[Opening Exercise text section]
Complications of Nonoperative Management

Conservative nonoperative management is not without risk and can lead to a range of complications. In fact, these complications can been seen any time the liver in injured, including after surgical intervention. One possibility is formation of biloma or persistent bile leaks from a ductal injury. Symptoms suspicious for leak include tachycardia and leukocytosis after resuscitation and are identified by repeat CT scan and treated with percutaneous drainage or ERCP [18]. Magnetic resonance cholangiopancreatography (MRCP) has limited use in the evaluation of blunt liver injury given its time requirement and non-therapeutic nature, especially when CT can provide quick and critical information. MRCP can be used to evaluate for bile leak in a stable patient before a therapeutic ERCP. MRCP is also an option for follow-up of a biliary injury in young or pregnant patients or those with renal disease or contrast dye allergy [21]. Hemobilia is another potential complication that can arise after hepatic trauma and is clinically noted with Quincke’s triad of upper abdominal pain, upper gastrointestinal bleed, and jaundice. Treatment for hemobilia depends on the severity of bleeding and ranges from observation and self-resolution to embolization to surgical vessel ligation. Perihepatic abscesses can form which would also require percutaneous drainage and antibiotics. Hepatic necrosis is a more severe complication that occurs after hepatic injury in addition to ischemia usually from embolization [17]. Necrosis presents in a variety of ways depending on the extent of hepatic involvement, from abdominal pain and feeding intolerance to sepsis and multiorgan system failure [15]. While this devascularization can result in complete regeneration of hepatic parenchyma, surgical debridement may be warranted in more extreme cases when multiple lobes are involved or for fulminant liver failure [22].

Failure of Nonoperative Management

About 5–10% of blunt liver injury patients that were initially managed nonoperatively will fail therapy and require operative intervention [9]. Reasons for failure include hemodynamic instability, inability to embolize actively bleeding vessel, peritonitis, and initial misdiagnosis of injury severity [10]. Indicators that increase the chances of nonoperative failure include grade 4–5 injury, increased age, decreased GCS, moderate or large hemoperitoneum, synchronous splenic injury, and elevated Injury Severity Score. Failure was associated with lower levels of hemoglobin, longer ICU length of stay, longer overall length of stay, and higher number of transfusions; the last also predicts mortality [11].
[Closing Exercise text section]
Please copy the liver injury text word for word from "About 5–10% of" to "predicts mortality [11].", including both of those passages.
[Opening Records provided section]
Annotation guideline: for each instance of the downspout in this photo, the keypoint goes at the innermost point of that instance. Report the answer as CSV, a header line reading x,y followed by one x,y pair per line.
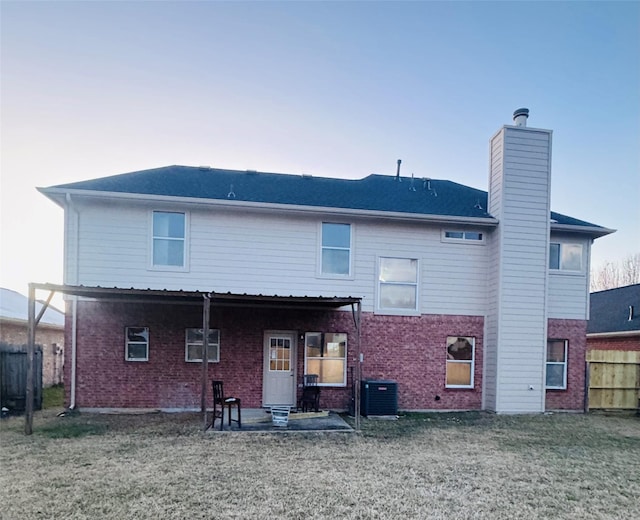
x,y
74,302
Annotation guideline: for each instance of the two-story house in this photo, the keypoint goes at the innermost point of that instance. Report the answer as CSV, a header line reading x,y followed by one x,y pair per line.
x,y
468,299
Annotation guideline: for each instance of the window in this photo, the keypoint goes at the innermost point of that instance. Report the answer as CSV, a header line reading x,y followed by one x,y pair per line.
x,y
565,257
473,236
398,284
326,355
137,344
557,364
169,232
460,361
336,249
194,340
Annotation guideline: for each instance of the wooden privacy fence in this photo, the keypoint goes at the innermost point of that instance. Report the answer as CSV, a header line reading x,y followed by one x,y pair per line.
x,y
13,377
613,379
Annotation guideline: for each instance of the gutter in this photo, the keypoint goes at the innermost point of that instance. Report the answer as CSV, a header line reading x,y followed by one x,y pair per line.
x,y
74,304
595,231
53,194
620,334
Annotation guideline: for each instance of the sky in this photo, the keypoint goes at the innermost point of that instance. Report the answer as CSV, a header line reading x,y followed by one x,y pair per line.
x,y
338,89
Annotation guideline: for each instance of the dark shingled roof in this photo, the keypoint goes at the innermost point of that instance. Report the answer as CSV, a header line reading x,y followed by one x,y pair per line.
x,y
610,310
374,192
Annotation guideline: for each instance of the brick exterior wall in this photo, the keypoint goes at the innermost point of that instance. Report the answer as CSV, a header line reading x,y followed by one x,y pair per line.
x,y
573,397
412,351
50,337
623,343
409,350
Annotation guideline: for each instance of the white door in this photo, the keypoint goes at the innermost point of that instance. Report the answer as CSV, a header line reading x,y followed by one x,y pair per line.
x,y
280,349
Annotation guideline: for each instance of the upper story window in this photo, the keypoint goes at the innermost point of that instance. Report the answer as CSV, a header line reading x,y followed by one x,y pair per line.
x,y
466,236
169,239
398,284
336,249
565,257
136,344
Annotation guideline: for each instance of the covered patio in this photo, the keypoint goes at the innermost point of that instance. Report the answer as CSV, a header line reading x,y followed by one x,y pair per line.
x,y
207,301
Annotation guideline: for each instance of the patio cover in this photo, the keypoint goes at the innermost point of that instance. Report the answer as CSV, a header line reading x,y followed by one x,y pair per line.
x,y
164,296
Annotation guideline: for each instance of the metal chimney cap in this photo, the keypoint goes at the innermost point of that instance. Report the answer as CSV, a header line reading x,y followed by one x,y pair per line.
x,y
521,112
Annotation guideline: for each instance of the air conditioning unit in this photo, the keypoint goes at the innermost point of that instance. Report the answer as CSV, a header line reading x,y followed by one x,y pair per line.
x,y
378,397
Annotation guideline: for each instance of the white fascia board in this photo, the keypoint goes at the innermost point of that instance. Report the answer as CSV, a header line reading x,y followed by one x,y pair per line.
x,y
596,232
57,194
622,334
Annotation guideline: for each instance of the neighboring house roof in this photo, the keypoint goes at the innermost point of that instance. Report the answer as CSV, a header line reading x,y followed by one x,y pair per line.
x,y
615,311
381,193
14,307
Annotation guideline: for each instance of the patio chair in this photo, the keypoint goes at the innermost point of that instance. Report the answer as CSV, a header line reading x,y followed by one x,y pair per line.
x,y
220,402
310,398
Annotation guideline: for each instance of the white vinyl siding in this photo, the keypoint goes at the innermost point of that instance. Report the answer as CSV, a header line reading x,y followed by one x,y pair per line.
x,y
249,252
515,342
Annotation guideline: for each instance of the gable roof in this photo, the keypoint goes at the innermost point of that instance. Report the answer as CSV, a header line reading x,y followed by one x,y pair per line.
x,y
14,306
610,310
380,193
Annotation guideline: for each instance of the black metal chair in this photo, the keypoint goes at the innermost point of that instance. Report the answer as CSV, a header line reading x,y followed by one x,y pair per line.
x,y
310,398
220,402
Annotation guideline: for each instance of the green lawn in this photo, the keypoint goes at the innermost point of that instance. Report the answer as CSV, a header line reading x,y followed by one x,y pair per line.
x,y
423,466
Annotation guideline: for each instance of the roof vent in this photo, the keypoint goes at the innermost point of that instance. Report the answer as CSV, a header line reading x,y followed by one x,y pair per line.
x,y
520,116
426,186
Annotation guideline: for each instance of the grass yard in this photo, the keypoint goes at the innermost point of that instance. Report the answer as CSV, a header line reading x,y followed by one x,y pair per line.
x,y
426,466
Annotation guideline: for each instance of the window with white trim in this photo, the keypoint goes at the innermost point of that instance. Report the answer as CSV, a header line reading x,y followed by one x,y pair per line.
x,y
326,355
336,249
194,342
398,284
169,239
565,257
136,344
556,364
466,236
460,361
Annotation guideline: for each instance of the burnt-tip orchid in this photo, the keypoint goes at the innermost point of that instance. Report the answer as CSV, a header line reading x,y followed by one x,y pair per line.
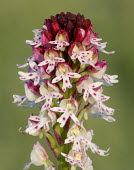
x,y
64,80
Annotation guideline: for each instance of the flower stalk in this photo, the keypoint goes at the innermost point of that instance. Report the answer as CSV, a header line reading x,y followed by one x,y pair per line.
x,y
65,80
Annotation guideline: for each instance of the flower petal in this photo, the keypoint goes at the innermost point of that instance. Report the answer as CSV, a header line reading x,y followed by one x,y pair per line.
x,y
57,79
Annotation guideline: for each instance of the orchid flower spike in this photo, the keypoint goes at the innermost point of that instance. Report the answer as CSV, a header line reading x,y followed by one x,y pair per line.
x,y
64,79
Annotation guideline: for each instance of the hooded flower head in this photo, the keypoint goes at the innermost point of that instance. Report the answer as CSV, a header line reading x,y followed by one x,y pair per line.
x,y
65,77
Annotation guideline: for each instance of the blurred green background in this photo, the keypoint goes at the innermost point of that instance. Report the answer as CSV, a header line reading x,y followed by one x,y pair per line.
x,y
114,21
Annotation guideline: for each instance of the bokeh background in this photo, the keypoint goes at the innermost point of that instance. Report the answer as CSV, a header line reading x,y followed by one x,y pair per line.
x,y
114,21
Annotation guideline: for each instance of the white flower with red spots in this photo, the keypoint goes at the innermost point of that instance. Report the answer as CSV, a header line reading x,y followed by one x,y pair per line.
x,y
37,38
110,79
37,124
76,51
36,74
78,159
69,107
66,54
48,92
100,46
100,104
31,94
38,157
30,59
79,136
51,57
61,40
86,83
91,38
64,71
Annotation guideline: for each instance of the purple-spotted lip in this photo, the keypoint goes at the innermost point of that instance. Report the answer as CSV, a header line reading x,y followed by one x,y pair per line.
x,y
48,82
94,50
51,49
38,53
89,35
71,47
46,37
82,79
32,88
64,64
79,34
102,64
64,33
87,39
97,88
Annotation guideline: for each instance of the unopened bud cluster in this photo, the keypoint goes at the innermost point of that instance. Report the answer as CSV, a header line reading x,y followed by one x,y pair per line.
x,y
64,80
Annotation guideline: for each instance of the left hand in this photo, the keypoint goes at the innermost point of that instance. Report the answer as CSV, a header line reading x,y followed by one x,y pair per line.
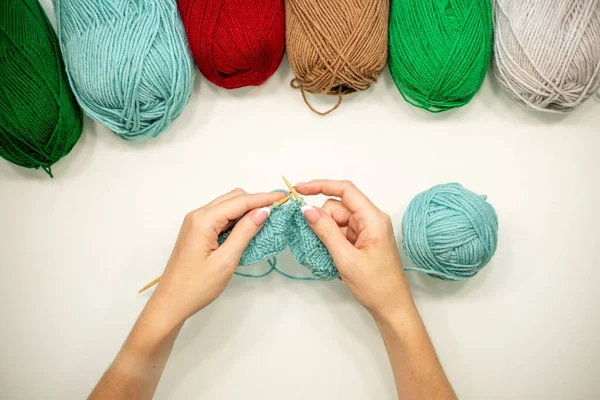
[Closing Records provided section]
Answer for this exercise
About 5–10% of blunt liver injury patients that were initially managed nonoperatively will fail therapy and require operative intervention [9]. Reasons for failure include hemodynamic instability, inability to embolize actively bleeding vessel, peritonitis, and initial misdiagnosis of injury severity [10]. Indicators that increase the chances of nonoperative failure include grade 4–5 injury, increased age, decreased GCS, moderate or large hemoperitoneum, synchronous splenic injury, and elevated Injury Severity Score. Failure was associated with lower levels of hemoglobin, longer ICU length of stay, longer overall length of stay, and higher number of transfusions; the last also predicts mortality [11].